What needs to be done:
Copy out everything from the line that contains "For every instance of the white sticker" down to the end of the items, both ends included, with no changes.

Recorded information:
-=-=-=-=-

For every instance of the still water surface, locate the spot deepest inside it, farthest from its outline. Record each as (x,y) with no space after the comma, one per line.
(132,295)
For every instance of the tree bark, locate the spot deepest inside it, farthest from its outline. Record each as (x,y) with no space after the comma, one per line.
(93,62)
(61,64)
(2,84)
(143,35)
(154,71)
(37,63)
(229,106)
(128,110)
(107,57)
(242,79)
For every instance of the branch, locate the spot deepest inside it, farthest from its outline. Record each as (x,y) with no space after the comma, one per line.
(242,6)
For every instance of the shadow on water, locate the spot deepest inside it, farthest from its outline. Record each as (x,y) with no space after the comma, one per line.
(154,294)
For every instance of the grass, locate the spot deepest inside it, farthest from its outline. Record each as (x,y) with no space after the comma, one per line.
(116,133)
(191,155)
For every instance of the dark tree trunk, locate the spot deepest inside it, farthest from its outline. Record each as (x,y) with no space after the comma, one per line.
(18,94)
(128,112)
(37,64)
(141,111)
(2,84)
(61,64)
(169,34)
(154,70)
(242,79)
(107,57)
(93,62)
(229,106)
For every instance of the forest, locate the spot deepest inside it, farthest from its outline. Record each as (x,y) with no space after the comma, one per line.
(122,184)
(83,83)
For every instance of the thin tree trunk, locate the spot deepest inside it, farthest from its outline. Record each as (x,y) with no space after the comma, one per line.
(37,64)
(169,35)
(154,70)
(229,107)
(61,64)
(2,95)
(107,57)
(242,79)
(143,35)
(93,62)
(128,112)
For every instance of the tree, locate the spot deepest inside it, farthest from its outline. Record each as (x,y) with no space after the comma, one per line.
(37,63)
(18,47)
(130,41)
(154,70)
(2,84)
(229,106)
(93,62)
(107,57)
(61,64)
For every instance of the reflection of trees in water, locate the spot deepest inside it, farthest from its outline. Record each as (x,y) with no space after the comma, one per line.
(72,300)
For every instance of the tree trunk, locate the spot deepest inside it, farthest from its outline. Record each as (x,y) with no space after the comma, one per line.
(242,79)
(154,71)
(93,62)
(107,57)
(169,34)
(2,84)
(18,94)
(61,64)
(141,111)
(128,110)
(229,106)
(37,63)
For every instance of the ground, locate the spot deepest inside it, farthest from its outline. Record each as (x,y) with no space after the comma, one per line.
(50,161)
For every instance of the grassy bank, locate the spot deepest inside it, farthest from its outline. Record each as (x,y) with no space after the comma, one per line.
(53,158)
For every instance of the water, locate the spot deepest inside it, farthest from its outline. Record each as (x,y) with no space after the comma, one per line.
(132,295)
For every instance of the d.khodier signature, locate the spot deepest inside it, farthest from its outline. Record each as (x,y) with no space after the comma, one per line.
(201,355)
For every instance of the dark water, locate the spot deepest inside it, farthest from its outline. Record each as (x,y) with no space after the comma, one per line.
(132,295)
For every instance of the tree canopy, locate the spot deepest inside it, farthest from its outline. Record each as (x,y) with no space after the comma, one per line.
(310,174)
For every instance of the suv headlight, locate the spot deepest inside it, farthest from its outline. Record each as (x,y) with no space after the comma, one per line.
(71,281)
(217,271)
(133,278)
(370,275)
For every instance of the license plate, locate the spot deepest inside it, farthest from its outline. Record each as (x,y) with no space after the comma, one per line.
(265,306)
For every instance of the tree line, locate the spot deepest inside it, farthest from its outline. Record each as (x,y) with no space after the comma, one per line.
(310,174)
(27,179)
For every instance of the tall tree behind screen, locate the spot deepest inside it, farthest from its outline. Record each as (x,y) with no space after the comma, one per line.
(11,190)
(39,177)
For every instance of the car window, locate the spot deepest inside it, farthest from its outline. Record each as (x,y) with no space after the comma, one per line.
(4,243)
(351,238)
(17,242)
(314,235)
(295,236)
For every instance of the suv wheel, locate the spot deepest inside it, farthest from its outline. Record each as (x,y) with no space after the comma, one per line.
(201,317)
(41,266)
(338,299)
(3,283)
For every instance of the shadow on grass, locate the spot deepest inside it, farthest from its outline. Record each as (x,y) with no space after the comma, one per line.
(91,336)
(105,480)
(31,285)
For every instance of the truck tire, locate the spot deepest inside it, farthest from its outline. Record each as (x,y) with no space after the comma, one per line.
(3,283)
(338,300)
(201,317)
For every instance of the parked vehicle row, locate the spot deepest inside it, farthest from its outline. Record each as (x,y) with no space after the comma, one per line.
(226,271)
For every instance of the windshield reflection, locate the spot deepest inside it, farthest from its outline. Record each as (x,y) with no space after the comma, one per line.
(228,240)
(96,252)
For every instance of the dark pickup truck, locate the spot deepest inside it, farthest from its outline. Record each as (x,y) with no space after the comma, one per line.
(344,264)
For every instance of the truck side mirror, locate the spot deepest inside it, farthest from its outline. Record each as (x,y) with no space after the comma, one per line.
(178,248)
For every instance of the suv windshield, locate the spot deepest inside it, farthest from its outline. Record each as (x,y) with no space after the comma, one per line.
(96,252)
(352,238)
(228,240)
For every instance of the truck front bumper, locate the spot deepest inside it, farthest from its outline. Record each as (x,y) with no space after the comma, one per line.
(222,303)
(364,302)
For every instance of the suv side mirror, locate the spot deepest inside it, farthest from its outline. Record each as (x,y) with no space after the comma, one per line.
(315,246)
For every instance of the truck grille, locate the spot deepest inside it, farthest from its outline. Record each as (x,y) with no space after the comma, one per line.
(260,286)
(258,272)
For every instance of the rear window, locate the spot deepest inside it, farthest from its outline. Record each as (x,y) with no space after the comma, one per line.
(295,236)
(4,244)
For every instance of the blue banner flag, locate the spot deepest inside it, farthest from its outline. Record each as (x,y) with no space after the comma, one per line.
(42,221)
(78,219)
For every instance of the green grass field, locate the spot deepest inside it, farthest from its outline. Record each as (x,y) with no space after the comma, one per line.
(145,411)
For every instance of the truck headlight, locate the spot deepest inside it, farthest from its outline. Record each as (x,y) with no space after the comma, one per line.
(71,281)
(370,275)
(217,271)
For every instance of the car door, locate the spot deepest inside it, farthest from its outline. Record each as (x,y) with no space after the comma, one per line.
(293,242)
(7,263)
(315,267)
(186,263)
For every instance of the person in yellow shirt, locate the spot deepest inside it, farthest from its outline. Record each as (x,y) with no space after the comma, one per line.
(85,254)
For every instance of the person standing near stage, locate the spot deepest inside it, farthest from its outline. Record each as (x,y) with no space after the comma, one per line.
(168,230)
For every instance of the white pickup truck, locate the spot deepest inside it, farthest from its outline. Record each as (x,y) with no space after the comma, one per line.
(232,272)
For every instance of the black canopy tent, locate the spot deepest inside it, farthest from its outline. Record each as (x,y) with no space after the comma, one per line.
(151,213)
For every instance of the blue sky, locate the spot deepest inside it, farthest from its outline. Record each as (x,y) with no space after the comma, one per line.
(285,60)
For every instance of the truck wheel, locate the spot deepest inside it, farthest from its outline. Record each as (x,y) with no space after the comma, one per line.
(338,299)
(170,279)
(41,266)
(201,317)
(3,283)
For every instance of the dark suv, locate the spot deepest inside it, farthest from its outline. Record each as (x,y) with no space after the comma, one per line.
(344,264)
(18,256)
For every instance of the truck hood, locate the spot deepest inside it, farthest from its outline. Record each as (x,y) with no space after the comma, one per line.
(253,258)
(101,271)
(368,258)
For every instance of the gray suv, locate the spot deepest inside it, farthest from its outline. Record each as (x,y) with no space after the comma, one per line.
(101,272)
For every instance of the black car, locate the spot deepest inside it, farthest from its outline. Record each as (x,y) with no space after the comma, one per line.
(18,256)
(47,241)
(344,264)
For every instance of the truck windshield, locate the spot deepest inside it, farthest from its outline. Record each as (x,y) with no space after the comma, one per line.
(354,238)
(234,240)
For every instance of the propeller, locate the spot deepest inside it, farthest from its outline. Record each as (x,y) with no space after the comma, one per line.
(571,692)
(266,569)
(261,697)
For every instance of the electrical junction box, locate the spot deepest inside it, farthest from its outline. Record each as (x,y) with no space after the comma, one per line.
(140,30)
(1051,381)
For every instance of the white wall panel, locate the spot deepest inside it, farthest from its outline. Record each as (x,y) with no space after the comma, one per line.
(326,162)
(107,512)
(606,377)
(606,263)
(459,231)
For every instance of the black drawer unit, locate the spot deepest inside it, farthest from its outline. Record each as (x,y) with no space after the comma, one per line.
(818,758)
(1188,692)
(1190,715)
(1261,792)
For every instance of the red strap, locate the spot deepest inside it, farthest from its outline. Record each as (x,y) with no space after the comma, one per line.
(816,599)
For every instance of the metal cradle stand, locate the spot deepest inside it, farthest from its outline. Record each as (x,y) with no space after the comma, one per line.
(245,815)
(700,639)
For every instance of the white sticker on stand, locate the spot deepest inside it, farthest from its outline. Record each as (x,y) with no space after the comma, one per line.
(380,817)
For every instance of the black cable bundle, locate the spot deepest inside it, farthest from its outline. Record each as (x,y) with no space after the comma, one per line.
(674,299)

-=-=-=-=-

Result of the task:
For every instance of the white sticker on stand, locate the spot deepest inside it, farthest from its outline. Record each as (x,y) with no space after the comma, one per line.
(380,817)
For every instance of the black cable bundle, locate the spot deepest inside it, farthest from its outline. Record each as (x,y) with no space after the comma, one per line.
(674,299)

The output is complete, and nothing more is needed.